*Task:* Copy every line of the data below verbatim, with no changes.

»»

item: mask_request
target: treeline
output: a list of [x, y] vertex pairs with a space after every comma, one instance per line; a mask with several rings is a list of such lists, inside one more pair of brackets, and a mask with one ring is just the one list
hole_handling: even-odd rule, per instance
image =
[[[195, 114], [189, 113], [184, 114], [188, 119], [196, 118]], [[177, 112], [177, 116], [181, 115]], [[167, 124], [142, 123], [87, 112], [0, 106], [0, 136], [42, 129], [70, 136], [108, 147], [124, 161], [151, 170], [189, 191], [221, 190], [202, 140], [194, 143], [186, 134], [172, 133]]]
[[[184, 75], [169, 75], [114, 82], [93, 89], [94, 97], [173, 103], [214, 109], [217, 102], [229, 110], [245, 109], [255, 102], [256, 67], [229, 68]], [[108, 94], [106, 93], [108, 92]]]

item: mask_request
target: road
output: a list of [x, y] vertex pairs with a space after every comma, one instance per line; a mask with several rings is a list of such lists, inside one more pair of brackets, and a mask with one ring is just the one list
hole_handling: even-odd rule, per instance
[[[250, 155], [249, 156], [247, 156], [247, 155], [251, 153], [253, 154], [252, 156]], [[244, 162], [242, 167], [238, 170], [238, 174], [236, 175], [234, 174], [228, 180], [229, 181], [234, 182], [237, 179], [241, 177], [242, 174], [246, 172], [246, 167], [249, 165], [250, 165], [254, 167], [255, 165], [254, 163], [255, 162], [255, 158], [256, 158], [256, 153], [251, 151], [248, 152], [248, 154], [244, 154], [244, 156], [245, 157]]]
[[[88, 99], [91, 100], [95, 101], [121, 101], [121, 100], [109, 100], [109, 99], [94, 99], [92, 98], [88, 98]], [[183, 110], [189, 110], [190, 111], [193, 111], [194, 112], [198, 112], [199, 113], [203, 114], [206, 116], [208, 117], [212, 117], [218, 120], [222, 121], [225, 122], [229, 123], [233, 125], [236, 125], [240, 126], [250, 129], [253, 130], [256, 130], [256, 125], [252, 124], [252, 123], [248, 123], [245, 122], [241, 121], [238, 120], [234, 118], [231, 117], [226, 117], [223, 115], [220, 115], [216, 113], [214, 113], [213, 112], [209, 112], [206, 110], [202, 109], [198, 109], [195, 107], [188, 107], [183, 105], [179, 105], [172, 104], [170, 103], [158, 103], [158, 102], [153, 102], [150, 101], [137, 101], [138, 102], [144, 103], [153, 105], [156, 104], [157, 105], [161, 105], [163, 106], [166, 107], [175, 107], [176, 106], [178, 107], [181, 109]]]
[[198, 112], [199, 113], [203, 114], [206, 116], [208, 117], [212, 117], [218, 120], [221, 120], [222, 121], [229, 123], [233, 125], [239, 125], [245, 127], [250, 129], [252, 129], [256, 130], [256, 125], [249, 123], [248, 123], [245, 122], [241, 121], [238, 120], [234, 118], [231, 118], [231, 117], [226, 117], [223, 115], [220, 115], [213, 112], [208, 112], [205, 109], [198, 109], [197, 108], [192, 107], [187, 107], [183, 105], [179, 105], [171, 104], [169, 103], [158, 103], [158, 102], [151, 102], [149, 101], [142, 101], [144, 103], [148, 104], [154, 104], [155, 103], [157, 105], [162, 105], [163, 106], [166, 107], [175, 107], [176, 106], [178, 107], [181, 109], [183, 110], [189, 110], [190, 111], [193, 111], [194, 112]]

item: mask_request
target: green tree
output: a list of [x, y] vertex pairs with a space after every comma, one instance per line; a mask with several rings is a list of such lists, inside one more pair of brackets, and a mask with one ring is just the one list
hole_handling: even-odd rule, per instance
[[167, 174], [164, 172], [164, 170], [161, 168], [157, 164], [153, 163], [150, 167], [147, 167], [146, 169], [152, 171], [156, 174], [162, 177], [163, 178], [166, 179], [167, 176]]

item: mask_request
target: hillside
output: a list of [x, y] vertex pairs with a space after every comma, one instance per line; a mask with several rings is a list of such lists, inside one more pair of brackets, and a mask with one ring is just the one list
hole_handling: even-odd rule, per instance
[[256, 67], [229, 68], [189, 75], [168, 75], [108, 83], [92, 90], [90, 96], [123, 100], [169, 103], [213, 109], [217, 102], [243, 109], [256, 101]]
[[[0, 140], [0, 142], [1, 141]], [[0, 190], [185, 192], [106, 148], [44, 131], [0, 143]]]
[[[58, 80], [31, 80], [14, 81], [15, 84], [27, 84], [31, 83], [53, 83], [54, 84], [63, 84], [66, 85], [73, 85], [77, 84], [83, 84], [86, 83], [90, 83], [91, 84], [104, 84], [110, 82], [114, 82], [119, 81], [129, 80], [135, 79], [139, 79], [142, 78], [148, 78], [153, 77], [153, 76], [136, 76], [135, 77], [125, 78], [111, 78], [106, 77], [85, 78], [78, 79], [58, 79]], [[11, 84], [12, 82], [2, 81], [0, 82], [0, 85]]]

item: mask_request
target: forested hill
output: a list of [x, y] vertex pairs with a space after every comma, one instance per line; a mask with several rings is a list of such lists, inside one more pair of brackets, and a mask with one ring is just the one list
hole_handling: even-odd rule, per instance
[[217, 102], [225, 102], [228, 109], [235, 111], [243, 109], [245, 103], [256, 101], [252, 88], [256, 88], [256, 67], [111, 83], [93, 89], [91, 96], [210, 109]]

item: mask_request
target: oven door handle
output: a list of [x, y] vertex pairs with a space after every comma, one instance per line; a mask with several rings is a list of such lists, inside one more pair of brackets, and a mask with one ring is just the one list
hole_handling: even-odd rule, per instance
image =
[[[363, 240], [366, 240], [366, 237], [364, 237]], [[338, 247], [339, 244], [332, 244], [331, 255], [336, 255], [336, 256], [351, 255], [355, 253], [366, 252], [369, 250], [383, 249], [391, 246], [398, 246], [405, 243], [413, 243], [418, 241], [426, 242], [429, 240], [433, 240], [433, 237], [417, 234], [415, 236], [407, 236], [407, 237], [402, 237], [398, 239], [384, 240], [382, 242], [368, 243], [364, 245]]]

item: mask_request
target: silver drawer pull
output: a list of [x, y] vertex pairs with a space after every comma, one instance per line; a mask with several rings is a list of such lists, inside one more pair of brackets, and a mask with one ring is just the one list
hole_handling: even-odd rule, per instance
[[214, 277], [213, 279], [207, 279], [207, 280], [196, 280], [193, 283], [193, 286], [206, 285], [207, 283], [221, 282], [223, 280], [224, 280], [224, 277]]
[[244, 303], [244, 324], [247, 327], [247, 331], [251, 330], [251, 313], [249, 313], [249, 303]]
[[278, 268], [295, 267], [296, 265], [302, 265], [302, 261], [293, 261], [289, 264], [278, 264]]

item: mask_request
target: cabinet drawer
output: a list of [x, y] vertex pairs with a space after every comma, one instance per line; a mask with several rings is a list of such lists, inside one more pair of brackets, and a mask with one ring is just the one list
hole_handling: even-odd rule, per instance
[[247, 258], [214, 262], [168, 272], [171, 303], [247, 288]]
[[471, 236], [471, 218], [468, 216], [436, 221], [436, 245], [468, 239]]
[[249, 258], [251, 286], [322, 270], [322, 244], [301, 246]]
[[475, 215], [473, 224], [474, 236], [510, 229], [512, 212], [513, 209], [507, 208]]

««

*Complete response:*
item: mask_request
target: treeline
output: a list of [x, y] vertex pairs with a space after every comma, one instance per line; a mask with several rings is a list of such lists, inside one more pair of brackets, and a mask with one ring is just the one list
hole_handling: even-odd rule, per instance
image =
[[[195, 114], [189, 113], [184, 114], [188, 119], [196, 118]], [[177, 112], [177, 116], [181, 115]], [[167, 124], [142, 123], [87, 112], [0, 106], [0, 136], [42, 129], [70, 136], [108, 147], [124, 161], [151, 170], [189, 191], [221, 190], [202, 140], [194, 143], [186, 134], [172, 133]]]
[[[184, 75], [169, 75], [114, 82], [93, 89], [94, 97], [173, 103], [214, 109], [217, 102], [229, 110], [245, 109], [255, 102], [256, 67], [229, 68]], [[108, 94], [106, 93], [108, 92]]]

item: mask_request
target: road
output: a list of [x, y] vertex pairs with a space after every comma, one instance per line; a mask with several rings is a list of such lists, inside one more pair of brackets, and a mask with one ring is just the one list
hole_handling: even-odd rule, per instance
[[[250, 155], [249, 156], [247, 156], [247, 155], [251, 153], [253, 154], [252, 156]], [[244, 162], [242, 167], [238, 170], [238, 174], [236, 175], [234, 174], [228, 180], [229, 181], [234, 182], [237, 179], [241, 177], [242, 174], [246, 172], [246, 167], [249, 165], [250, 165], [254, 167], [255, 165], [254, 163], [255, 162], [255, 158], [256, 158], [256, 153], [251, 151], [248, 152], [248, 154], [244, 154], [244, 156], [245, 157]]]
[[[88, 99], [91, 100], [95, 101], [121, 101], [121, 100], [109, 100], [109, 99], [94, 99], [92, 98], [88, 98]], [[183, 110], [189, 110], [190, 111], [193, 111], [194, 112], [198, 112], [199, 113], [203, 114], [206, 116], [208, 117], [212, 117], [218, 120], [222, 121], [225, 122], [229, 123], [233, 125], [236, 125], [240, 126], [250, 129], [253, 130], [256, 130], [256, 125], [252, 124], [252, 123], [248, 123], [245, 122], [241, 121], [238, 120], [234, 118], [231, 117], [226, 117], [223, 115], [220, 115], [216, 113], [214, 113], [213, 112], [209, 112], [206, 110], [202, 109], [198, 109], [195, 107], [188, 107], [183, 105], [179, 105], [172, 104], [170, 103], [158, 103], [158, 102], [153, 102], [150, 101], [137, 101], [138, 102], [144, 103], [153, 105], [156, 104], [157, 105], [161, 105], [163, 106], [166, 107], [175, 107], [176, 106], [178, 107], [181, 109]]]
[[198, 112], [199, 113], [203, 114], [206, 116], [208, 117], [212, 117], [218, 120], [221, 120], [222, 121], [229, 123], [233, 125], [239, 125], [245, 127], [250, 129], [252, 129], [256, 130], [256, 125], [249, 123], [248, 123], [245, 122], [241, 121], [238, 120], [234, 118], [231, 118], [231, 117], [226, 117], [223, 115], [220, 115], [213, 112], [208, 112], [205, 109], [198, 109], [197, 108], [192, 107], [187, 107], [183, 105], [179, 105], [171, 104], [169, 103], [158, 103], [158, 102], [151, 102], [149, 101], [142, 101], [144, 103], [148, 104], [154, 104], [155, 103], [157, 105], [162, 105], [163, 106], [166, 107], [175, 107], [176, 106], [178, 107], [181, 109], [183, 110], [189, 110], [190, 111], [193, 111], [194, 112]]

item: mask_request
target: green tree
output: a list of [x, y] vertex pairs with a space after every comma, one instance per line; a mask with several rings is a list of such lists, inside one more pair of brackets, and a mask with one ring is just the one list
hole_handling: even-odd rule, per instance
[[167, 174], [164, 172], [164, 170], [161, 168], [157, 164], [153, 163], [150, 167], [147, 167], [146, 169], [152, 171], [156, 174], [162, 177], [163, 178], [166, 179], [167, 176]]

item: mask_request
target: hillside
output: a list of [x, y] vertex pairs with a space after every comma, one instance per line; a mask with several rings is a list of such lists, inside one more pair of brackets, and a mask with one ring is just the one list
hole_handling: even-odd rule, per instance
[[256, 67], [229, 68], [189, 75], [168, 75], [108, 83], [92, 90], [90, 96], [123, 100], [169, 103], [213, 109], [217, 102], [243, 109], [256, 101]]
[[[0, 140], [0, 142], [1, 141]], [[0, 190], [185, 192], [106, 148], [44, 131], [0, 143]]]
[[[58, 80], [31, 80], [14, 81], [15, 84], [27, 84], [31, 83], [53, 83], [54, 84], [63, 84], [66, 85], [73, 85], [77, 84], [83, 84], [86, 83], [90, 83], [91, 84], [104, 84], [110, 82], [114, 82], [119, 81], [129, 80], [135, 79], [139, 79], [142, 78], [148, 78], [153, 77], [153, 76], [136, 76], [135, 77], [125, 78], [111, 78], [106, 77], [85, 78], [78, 79], [58, 79]], [[11, 84], [12, 82], [2, 81], [0, 82], [0, 85]]]

item: mask_request
target: forested hill
output: a list of [x, y] vertex pairs with a space after every comma, one instance per line; a mask with several rings is a list of such lists, inside one more pair of brackets, and a mask with one ring is just the one list
hole_handling: even-odd rule, per instance
[[217, 102], [225, 102], [228, 109], [235, 111], [243, 109], [245, 103], [256, 101], [252, 88], [256, 88], [256, 67], [111, 83], [93, 89], [91, 96], [210, 109]]

item: mask_request
target: oven door handle
output: a list of [x, y] vertex pairs with a space after every comma, one instance per line; a mask with several rings is a list of such lists, inside one more pair of brackets, and a mask with one ring is just the one list
hole_handling: even-odd rule, per instance
image =
[[[363, 240], [366, 240], [366, 237], [364, 237]], [[338, 247], [339, 244], [332, 244], [331, 255], [336, 255], [336, 256], [351, 255], [355, 253], [366, 252], [369, 250], [383, 249], [391, 246], [398, 246], [405, 243], [413, 243], [418, 241], [426, 242], [429, 240], [433, 240], [433, 237], [417, 234], [415, 236], [407, 236], [407, 237], [402, 237], [398, 239], [384, 240], [382, 242], [368, 243], [364, 245]]]

item: mask_request
target: silver drawer pull
output: a list of [x, y] vertex pairs with a space after every comma, one instance per line; a mask with several rings is a list of such lists, inside one more pair of brackets, and a mask with one ring is just the one list
hole_handling: even-odd rule, per instance
[[214, 277], [213, 279], [207, 279], [207, 280], [196, 280], [193, 283], [193, 286], [206, 285], [207, 283], [221, 282], [223, 280], [224, 280], [224, 277]]
[[244, 303], [244, 324], [247, 327], [247, 331], [251, 330], [251, 313], [249, 313], [249, 303]]
[[278, 268], [295, 267], [296, 265], [302, 265], [302, 261], [293, 261], [289, 264], [278, 264]]

item: mask_request
target: cabinet drawer
output: a list of [x, y] vertex pairs with a space after every comma, one instance per line; a mask with several rings is a list of such lists, inside one more pair of brackets, and a mask with one ring is just the one list
hole_handling: even-odd rule, per instance
[[247, 258], [214, 262], [168, 272], [171, 303], [247, 288]]
[[471, 236], [471, 218], [468, 216], [436, 221], [436, 245], [468, 239]]
[[249, 258], [251, 286], [322, 270], [322, 244], [301, 246]]
[[475, 215], [473, 224], [474, 236], [510, 229], [512, 212], [513, 209], [507, 208]]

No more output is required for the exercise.